▶ DATA FOR ANALYSIS
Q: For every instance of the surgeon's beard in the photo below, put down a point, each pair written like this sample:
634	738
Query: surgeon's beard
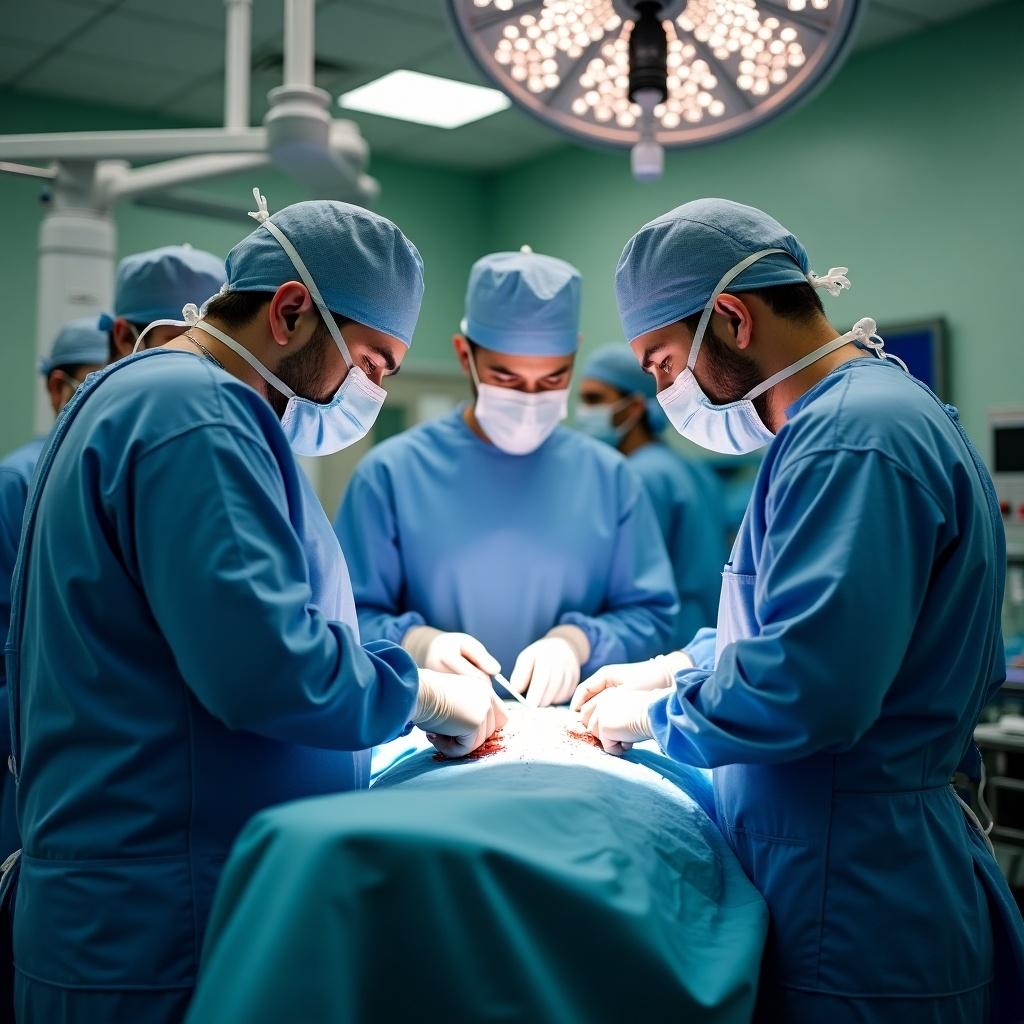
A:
303	372
730	375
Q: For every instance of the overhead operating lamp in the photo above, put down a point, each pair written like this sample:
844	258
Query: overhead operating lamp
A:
88	173
645	75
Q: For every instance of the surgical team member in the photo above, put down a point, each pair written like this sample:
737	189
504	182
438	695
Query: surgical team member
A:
157	285
617	407
79	348
177	660
494	539
858	637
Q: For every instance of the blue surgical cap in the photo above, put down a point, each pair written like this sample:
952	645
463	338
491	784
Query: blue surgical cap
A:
158	284
363	265
523	304
615	366
80	343
670	268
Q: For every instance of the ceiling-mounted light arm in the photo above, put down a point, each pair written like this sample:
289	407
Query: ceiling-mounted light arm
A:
648	86
299	47
238	62
28	171
116	181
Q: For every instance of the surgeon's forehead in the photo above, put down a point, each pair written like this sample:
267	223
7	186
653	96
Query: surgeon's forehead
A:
523	364
647	347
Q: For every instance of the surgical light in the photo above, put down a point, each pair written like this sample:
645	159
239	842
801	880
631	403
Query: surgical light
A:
651	74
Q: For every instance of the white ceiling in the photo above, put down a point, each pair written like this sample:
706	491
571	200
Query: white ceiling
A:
168	59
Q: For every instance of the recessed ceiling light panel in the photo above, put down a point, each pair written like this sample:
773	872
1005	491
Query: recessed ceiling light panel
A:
425	99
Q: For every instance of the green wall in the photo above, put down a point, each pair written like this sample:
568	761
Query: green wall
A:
443	212
908	169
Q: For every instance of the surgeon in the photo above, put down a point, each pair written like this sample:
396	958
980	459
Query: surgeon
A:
79	348
153	287
183	647
858	635
617	407
495	540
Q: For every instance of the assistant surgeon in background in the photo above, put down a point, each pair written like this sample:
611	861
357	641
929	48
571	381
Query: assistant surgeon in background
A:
494	539
617	407
858	637
148	286
157	285
178	658
79	348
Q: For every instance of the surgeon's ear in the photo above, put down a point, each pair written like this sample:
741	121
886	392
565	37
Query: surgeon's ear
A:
124	338
461	347
739	321
288	304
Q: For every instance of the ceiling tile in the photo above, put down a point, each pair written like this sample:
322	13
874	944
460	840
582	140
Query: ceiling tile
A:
208	14
387	134
94	81
159	44
421	10
16	56
49	23
453	61
370	38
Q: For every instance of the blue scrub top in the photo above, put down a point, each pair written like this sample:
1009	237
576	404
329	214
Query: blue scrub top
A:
174	612
858	641
443	528
15	475
689	510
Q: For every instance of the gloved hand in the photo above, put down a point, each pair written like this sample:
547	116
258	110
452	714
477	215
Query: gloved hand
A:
621	717
549	669
456	652
658	672
457	713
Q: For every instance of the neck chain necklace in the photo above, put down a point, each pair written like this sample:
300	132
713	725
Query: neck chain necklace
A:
206	351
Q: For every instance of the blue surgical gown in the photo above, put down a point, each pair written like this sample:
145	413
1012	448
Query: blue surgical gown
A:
858	640
15	475
689	511
176	664
443	528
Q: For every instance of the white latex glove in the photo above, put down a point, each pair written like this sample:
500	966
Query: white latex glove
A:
621	717
457	713
456	652
548	670
655	674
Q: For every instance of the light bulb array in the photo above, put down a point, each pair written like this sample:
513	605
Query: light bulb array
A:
580	50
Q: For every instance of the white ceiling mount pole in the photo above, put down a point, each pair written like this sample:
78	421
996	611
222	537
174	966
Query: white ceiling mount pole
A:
299	46
238	62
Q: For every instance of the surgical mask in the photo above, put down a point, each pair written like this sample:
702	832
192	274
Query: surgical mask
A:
318	428
734	428
514	421
312	428
597	421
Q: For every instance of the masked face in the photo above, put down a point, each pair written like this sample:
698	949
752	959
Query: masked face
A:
306	372
515	420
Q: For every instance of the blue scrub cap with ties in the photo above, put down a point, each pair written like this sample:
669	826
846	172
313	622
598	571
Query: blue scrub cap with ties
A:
82	342
158	284
523	303
361	264
671	267
615	366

▶ TASK STATEMENT
Transcribe the records above exactly, leaving out every picture.

▶ TASK OUTPUT
Q: For every instance of the surgeon's beard in the photo below, put down a point, each pair written like this sample:
634	738
Query: surgeon's beard
A:
303	372
730	375
Q: For every instance of the overhead operating lamp in the photo above, put down a point, each pair written like this sample:
844	258
Query: overhead operating lamp
A:
88	173
645	75
Q: For every instance of the surgical team member in the photo above, put down a point, each pair written like this sample:
737	189
504	182
438	695
Query: surgical team member
A:
157	285
617	407
79	348
177	660
494	539
858	637
Q: For every instance of the blue surgical cap in the photo above, put down a point, each pair written like this sample:
952	645
463	338
491	784
Query: blue surgical cap
A:
158	284
363	265
523	304
615	366
80	343
670	268
Q: For every instance of the ceiling-mounted light arm in the photo above, put down a point, each pair written like this sample:
289	407
Query: ceiling-mounted light arm
A:
648	86
299	47
238	62
28	171
116	181
Q: For every instance of the surgeon's forehead in the photo above, put down a point, each pair written like this sample:
267	223
7	186
653	96
Query: surgeon's forehead
A:
523	364
647	347
Q: For every instance of the surgical light in the photo above, put down a point, each pair written like this sample:
645	159
239	842
801	880
631	403
Query: surgical light
A:
651	74
Q: For every instance of the white ceiling in the photo above, put down a point, each pair written like this sample:
706	491
571	200
Query: white ceiling
A:
168	59
Q: For every instance of the recessed ceiling light panel in the photo above, put down a point, each pair written like this sample:
773	872
1005	491
Query: recessed ceiling light panel
A:
425	99
Q: For every instance of the green wall in the photo above, put down a point, each pair written like this sample:
568	761
Query: green wall
A:
443	212
908	169
Q: For every instance of the surgeon in the photo above, put down a point, each pair written like this sample:
396	958
980	459
Query: surgeon
A:
79	348
153	287
183	647
858	635
617	407
495	540
Q: For every instance of the assistant surgeon in background in the photo above, put down a point, each pair written like this sample:
611	861
357	641
929	48
571	381
Query: assistant surgeon in background
A:
494	539
617	407
858	637
148	286
157	285
178	658
79	348
Q: For every instance of the surgeon's ear in the photo above, put down a point, each pair written like this sample:
741	121
886	392
565	37
Query: surgeon's ear
A:
124	338
461	347
739	321
288	304
Q: For every instance of the ceiling tile in the photo above, put down a point, each pair written like this sample:
322	13
874	944
460	840
582	140
Query: ceiling tile
A:
208	14
387	134
94	81
159	44
421	10
16	56
49	23
453	61
370	38
Q: For every instance of the blue scrub top in the photo above, put down a point, each pair written like this sample:
1009	237
576	404
329	214
Query: blue scrub top
A:
174	612
858	641
443	528
15	475
689	510
Q: For every instance of the gloved hand in the photo above, put down a point, each pair written like this sample:
547	116
258	110
452	714
477	215
Query: gloved hand
A:
621	717
549	669
456	652
658	672
457	713
Q: For every instance of the neck chain necklace in the photo above, put down a point, each pair written like this sample:
300	132
713	725
Query: neck chain necklace
A:
206	351
Q: For every instance of the blue surgical gown in the photo above, put down a point, each pair written like this sample:
145	413
1012	448
Query: blue surgical gown
A:
858	640
15	475
689	511
176	664
443	528
Q: For every instance of the white latex glove in the photo above, put down a point, each pair written like this sample:
500	966
Query: white latex glove
A:
621	717
457	713
456	652
548	670
655	674
Q: For every instance of the light bulb array in the photo above, put down a point, each pair written like this sample:
513	605
Query: light bulb array
A:
580	50
Q: For every instance of the white ceiling mount pole in the photo above, put down a point, each pair written like this sample:
78	421
996	611
222	537
174	966
Query: white ceiling mount pole
A:
299	46
238	62
Q: For every instance of the surgical mask in the photo above, put down a point, each pair written like this sample:
702	832
192	274
Query: surgical mask
A:
318	428
734	428
514	421
312	428
597	421
Q: For every instance of the masked face in the photo above, put down a point, each pair written like this sample:
698	949
752	959
Query: masked face
A:
306	372
515	420
Q: For every instance of the blue scrub cap with ties in the photo above, put down a point, each pair written like this sample:
669	826
846	172
313	622
598	571
Query: blue scrub cap with ties
A:
82	342
158	284
523	303
361	264
671	267
615	366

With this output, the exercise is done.